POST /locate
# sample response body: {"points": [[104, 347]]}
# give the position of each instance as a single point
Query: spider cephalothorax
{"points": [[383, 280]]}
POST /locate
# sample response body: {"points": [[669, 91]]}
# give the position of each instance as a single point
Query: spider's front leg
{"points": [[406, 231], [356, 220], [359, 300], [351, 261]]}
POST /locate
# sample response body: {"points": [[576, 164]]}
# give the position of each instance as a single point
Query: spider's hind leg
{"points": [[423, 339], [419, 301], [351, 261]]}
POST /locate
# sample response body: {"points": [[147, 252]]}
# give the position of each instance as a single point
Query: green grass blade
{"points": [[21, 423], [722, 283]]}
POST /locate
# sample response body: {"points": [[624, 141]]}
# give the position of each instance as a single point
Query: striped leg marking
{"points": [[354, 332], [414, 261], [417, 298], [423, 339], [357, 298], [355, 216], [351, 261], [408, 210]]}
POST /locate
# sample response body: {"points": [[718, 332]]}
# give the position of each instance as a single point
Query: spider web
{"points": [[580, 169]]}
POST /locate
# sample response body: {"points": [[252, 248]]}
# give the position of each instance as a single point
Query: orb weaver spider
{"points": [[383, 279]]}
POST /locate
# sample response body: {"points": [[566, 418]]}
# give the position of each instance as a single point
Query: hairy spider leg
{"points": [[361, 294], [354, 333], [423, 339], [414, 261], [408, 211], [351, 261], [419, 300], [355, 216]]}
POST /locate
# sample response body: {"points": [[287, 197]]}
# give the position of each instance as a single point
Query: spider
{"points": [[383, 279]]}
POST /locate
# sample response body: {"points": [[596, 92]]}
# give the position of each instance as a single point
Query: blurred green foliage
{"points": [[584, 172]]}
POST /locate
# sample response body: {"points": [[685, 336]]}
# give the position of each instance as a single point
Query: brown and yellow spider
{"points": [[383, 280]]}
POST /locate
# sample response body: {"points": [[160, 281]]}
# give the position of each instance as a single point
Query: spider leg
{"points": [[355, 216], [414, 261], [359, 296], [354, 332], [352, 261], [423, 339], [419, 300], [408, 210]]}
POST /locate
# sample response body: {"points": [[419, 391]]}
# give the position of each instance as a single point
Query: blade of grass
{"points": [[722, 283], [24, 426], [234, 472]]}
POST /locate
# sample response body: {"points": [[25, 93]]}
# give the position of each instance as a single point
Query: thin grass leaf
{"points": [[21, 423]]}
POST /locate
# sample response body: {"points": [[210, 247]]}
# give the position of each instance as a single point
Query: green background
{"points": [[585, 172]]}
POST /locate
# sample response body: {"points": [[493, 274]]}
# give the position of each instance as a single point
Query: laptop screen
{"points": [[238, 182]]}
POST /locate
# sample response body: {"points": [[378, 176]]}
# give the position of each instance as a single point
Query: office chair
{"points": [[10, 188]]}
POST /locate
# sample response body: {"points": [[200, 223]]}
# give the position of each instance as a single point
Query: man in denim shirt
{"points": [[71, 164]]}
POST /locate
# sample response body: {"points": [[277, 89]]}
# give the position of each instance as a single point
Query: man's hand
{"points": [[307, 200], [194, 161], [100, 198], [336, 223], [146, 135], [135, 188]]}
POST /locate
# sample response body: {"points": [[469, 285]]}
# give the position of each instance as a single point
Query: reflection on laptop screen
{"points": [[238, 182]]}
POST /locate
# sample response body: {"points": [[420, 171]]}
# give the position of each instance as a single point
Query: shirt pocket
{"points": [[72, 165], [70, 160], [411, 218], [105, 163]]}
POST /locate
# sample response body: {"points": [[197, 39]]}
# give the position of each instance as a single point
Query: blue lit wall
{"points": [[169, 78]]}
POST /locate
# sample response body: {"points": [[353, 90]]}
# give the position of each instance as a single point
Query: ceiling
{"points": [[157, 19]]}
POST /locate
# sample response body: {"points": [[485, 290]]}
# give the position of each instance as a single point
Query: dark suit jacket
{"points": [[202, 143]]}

━━━━━━━━

- _TO DO_
List each line in the entries above that contains the string "laptop". Match case exactly.

- _WRITTEN SOLUTION_
Query: laptop screen
Query: reflection on laptop screen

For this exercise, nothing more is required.